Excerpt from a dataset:
○ ○ ○ ○
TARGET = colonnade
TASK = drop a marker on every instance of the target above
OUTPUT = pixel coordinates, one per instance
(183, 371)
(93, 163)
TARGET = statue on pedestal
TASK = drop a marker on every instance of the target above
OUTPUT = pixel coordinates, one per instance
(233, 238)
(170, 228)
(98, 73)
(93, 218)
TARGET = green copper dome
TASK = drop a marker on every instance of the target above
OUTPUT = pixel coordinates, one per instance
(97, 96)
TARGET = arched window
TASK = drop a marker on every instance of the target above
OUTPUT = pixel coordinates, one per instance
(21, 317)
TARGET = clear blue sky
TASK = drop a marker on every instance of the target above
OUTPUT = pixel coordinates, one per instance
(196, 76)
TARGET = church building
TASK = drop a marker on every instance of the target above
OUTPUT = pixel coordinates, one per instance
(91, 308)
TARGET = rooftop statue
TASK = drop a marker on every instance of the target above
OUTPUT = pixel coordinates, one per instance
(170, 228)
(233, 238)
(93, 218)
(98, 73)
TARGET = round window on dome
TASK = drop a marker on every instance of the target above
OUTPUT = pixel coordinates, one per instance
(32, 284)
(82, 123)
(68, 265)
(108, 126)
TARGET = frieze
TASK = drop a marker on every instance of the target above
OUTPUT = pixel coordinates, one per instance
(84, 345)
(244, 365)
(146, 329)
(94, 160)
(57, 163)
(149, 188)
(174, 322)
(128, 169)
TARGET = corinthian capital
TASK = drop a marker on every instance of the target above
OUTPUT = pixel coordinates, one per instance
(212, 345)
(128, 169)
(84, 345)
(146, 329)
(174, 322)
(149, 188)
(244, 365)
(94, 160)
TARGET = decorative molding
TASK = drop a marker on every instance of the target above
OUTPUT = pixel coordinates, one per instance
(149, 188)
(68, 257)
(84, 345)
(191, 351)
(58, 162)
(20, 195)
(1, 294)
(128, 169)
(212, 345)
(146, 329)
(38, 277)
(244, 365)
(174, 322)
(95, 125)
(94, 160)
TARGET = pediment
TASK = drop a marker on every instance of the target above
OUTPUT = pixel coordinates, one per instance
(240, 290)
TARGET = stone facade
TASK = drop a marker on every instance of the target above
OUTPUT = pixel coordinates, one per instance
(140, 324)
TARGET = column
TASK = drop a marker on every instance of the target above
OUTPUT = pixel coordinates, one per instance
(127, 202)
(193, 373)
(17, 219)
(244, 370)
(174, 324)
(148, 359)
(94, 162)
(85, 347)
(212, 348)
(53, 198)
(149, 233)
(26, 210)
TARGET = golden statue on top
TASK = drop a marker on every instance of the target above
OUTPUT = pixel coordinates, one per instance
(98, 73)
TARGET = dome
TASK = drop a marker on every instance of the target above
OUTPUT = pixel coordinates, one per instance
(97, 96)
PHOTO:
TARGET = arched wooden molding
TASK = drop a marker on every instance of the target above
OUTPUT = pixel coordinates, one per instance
○ ○ ○ ○
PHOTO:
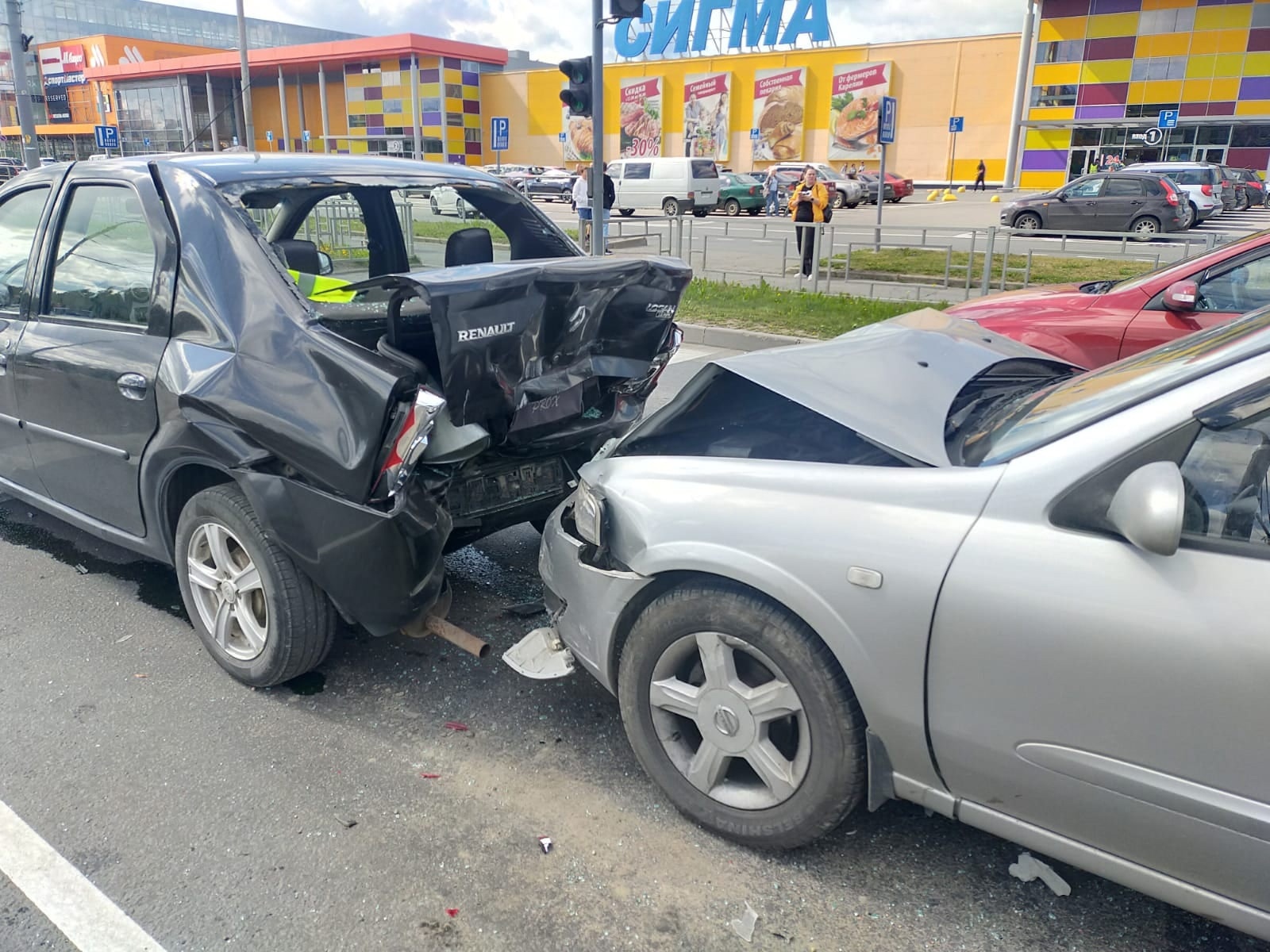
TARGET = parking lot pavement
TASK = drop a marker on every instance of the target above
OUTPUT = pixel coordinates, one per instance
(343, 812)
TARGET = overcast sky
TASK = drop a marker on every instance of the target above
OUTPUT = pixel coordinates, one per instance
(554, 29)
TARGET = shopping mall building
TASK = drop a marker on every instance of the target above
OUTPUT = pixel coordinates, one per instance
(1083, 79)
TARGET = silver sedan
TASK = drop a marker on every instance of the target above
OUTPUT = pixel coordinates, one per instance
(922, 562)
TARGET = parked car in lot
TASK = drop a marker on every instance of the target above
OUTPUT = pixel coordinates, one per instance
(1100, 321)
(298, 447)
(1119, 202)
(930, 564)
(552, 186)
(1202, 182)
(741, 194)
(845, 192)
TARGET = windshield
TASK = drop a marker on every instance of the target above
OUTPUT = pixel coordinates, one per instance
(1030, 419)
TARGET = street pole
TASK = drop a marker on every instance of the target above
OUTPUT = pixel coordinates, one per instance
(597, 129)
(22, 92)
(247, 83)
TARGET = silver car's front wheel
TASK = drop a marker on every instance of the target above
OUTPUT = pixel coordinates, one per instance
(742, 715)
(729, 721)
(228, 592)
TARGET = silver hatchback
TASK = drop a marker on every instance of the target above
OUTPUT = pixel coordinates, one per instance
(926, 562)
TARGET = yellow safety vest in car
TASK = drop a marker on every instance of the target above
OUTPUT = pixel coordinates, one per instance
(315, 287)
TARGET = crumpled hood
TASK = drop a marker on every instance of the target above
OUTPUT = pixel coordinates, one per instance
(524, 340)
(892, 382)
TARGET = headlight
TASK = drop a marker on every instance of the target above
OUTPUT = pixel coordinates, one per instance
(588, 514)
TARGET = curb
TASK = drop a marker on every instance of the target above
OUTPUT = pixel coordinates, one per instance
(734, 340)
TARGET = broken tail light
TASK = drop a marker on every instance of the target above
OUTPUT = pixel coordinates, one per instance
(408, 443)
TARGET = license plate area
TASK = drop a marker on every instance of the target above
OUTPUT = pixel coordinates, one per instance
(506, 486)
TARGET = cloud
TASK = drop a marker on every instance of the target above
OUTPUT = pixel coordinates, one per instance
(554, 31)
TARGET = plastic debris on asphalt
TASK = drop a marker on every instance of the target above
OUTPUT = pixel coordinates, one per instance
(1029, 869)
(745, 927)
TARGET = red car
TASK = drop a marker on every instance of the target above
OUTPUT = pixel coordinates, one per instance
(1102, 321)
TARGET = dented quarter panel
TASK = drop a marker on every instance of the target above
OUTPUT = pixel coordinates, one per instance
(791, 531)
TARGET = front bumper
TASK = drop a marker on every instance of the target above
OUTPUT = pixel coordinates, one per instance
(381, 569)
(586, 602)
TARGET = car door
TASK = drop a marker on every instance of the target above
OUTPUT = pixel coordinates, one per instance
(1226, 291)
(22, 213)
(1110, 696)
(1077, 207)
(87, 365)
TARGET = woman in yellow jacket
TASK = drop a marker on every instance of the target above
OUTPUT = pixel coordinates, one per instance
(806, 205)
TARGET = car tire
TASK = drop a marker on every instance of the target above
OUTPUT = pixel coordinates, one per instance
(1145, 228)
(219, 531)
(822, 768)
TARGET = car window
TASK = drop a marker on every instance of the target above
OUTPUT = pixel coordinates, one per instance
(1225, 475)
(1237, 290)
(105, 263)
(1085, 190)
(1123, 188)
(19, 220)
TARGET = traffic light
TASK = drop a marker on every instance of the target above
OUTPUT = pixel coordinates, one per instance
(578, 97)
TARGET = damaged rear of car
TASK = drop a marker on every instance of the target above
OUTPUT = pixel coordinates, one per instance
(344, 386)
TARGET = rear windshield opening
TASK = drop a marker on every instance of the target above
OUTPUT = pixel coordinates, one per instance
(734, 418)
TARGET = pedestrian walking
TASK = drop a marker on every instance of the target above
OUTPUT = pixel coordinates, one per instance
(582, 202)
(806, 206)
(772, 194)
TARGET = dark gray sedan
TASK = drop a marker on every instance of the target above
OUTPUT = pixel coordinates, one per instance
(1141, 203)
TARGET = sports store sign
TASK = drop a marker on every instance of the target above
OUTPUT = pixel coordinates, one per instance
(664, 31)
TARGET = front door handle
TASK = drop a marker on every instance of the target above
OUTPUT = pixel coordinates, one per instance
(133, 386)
○ ○ ○ ○
GOAL: Show every line of the data above that contains the string "sedan".

EXERCISE RESPONSE:
TARGET = silver sedan
TARGET = dark gray sedan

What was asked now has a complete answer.